● **What you should do**: Each line below should be written out again without any change.

● **Task data**:
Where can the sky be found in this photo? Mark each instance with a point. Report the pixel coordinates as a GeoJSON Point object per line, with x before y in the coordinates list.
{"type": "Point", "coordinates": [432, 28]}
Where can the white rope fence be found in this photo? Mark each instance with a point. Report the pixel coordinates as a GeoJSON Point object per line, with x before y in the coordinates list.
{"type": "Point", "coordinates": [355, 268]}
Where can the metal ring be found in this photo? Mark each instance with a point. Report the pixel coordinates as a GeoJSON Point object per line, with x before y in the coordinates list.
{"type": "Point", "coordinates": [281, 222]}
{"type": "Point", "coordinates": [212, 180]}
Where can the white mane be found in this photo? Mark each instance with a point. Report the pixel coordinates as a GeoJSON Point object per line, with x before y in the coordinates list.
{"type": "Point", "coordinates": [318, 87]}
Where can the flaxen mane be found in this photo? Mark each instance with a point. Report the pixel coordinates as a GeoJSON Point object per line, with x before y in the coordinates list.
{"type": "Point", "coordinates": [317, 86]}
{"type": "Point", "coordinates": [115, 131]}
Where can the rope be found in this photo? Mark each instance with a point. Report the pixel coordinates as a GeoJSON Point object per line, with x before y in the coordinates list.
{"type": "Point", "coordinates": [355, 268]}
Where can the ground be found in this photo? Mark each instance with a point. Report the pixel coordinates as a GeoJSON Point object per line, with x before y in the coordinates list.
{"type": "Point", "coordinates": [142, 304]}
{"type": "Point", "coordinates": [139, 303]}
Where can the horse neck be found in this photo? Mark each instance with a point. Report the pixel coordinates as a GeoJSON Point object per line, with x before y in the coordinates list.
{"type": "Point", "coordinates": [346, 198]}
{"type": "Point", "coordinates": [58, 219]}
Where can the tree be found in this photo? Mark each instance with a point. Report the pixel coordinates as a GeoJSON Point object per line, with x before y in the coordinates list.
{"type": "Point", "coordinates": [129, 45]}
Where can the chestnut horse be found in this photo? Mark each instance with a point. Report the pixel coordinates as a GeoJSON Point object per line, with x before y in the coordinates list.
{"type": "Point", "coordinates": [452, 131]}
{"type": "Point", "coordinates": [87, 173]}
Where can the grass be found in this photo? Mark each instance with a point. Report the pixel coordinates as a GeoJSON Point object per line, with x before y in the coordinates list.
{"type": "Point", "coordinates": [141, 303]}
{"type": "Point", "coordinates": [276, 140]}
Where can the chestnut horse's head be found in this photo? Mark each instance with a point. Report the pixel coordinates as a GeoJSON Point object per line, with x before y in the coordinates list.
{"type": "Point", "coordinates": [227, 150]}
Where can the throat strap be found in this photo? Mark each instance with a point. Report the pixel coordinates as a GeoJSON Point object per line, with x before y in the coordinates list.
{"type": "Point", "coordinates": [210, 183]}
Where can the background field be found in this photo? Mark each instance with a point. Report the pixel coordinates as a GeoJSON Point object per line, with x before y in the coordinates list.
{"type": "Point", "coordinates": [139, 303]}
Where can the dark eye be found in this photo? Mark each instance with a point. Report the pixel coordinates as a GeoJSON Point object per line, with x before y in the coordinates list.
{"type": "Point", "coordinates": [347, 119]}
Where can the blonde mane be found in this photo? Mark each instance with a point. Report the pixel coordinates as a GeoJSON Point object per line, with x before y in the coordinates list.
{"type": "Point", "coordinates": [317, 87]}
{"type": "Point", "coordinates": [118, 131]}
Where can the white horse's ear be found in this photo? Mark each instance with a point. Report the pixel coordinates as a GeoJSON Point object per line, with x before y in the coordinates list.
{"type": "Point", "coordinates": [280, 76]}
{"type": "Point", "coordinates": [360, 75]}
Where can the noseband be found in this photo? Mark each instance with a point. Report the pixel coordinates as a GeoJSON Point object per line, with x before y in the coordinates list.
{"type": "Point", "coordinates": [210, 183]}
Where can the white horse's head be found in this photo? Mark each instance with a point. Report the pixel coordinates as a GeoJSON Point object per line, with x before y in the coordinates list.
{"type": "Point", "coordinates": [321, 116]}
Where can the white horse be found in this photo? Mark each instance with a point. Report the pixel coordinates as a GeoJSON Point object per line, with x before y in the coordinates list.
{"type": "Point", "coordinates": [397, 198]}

● **Output for this task**:
Where can the sky be found in this photo? Mark each instance with a point. Report the pixel coordinates as a GeoJSON Point object per line, with x before y in the coordinates list.
{"type": "Point", "coordinates": [432, 28]}
Where can the white rope fence be found in this photo? Mark each instance with a point. Report the pixel coordinates as a GeoJSON Point object per line, with x before y in the coordinates list.
{"type": "Point", "coordinates": [355, 268]}
Where can the metal ring be found in this photo? Mark each instance with a point. Report the pixel coordinates as a GeoJSON Point object per line, with x before y in the coordinates list.
{"type": "Point", "coordinates": [281, 222]}
{"type": "Point", "coordinates": [212, 180]}
Where can the white mane be found in this photo? Mark each instance with a point. Report the pixel coordinates as a GeoJSON Point object per line, with x before y in the coordinates list.
{"type": "Point", "coordinates": [318, 87]}
Where can the flaxen mane be found in this photo? Mark each instance with a point. Report the pixel coordinates as a GeoJSON Point object per line, with x before y in the coordinates list.
{"type": "Point", "coordinates": [317, 86]}
{"type": "Point", "coordinates": [115, 131]}
Where can the rope be found in this photo? Mark each instance with a point. Report the pixel coordinates as a GeoJSON Point object per line, with x before y in the coordinates list.
{"type": "Point", "coordinates": [355, 268]}
Where can the ground be found in this photo? Mark each instance with a point. Report the pixel coordinates as a GeoJSON Point object per line, with x before y in the coordinates list.
{"type": "Point", "coordinates": [142, 304]}
{"type": "Point", "coordinates": [139, 303]}
Where can the horse neck be found in this photo? Mark each instance with a point. Report the pixel coordinates as a GeoJSON Point object per line, with x before y in the coordinates list.
{"type": "Point", "coordinates": [346, 198]}
{"type": "Point", "coordinates": [58, 219]}
Where can the tree be found in this photo? Mark each instance with a point. Report the pixel coordinates as a GeoJSON Point object per line, with x before y in the coordinates list.
{"type": "Point", "coordinates": [129, 45]}
Where can the chestnut horse be found in this photo? Mark each instance with a point. Report the pixel coordinates as a GeoJSON Point object per line, with x before y in the coordinates list.
{"type": "Point", "coordinates": [452, 131]}
{"type": "Point", "coordinates": [87, 173]}
Where can the grass be found in this photo? Mark each instance with a point. Report the pixel coordinates as a GeoJSON Point object per line, with x before y in the coordinates list.
{"type": "Point", "coordinates": [141, 303]}
{"type": "Point", "coordinates": [276, 140]}
Where can the chestnut horse's head be found in this photo? Mark each instance with a point. Report the pixel coordinates as a GeoJSON Point object per line, with x before y in the coordinates list.
{"type": "Point", "coordinates": [227, 150]}
Where can the throat strap be found in this photo? Mark each instance with a point. Report the pixel coordinates as a GeoJSON Point object per line, with x before y in the coordinates list.
{"type": "Point", "coordinates": [210, 183]}
Where can the background field be found in this photo? Mark each instance with a point. Report the pixel coordinates as a GeoJSON Point object per line, with x before y in the coordinates list.
{"type": "Point", "coordinates": [139, 303]}
Where can the dark eye be found in this photo? Mark each instance with a point. Report the pixel coordinates as a GeoJSON Point object per line, with x before y in the coordinates list.
{"type": "Point", "coordinates": [347, 119]}
Where can the blonde mane be found in this photo? Mark each instance with a point. Report the pixel coordinates as a GeoJSON Point object per line, with x before y in the coordinates list.
{"type": "Point", "coordinates": [317, 87]}
{"type": "Point", "coordinates": [118, 131]}
Where can the white horse's ear be found in this photo? Mark each instance with a point. Report the pixel coordinates as a GeoJSON Point object per line, with x before y in the coordinates list.
{"type": "Point", "coordinates": [280, 76]}
{"type": "Point", "coordinates": [360, 75]}
Where can the noseband be found in this photo? Mark each instance with a point. Report the pixel coordinates as a GeoJSON Point object per line, with x before y in the coordinates list.
{"type": "Point", "coordinates": [210, 183]}
Where can the white horse's head be found in this photo? Mark each instance with a point. Report the pixel coordinates as a GeoJSON Point object per line, with x before y in the coordinates list.
{"type": "Point", "coordinates": [321, 116]}
Where can the white horse be found in this photo? Mark each instance with a point. Report the pixel coordinates as a GeoJSON Point object per line, with x before y in the coordinates list.
{"type": "Point", "coordinates": [397, 198]}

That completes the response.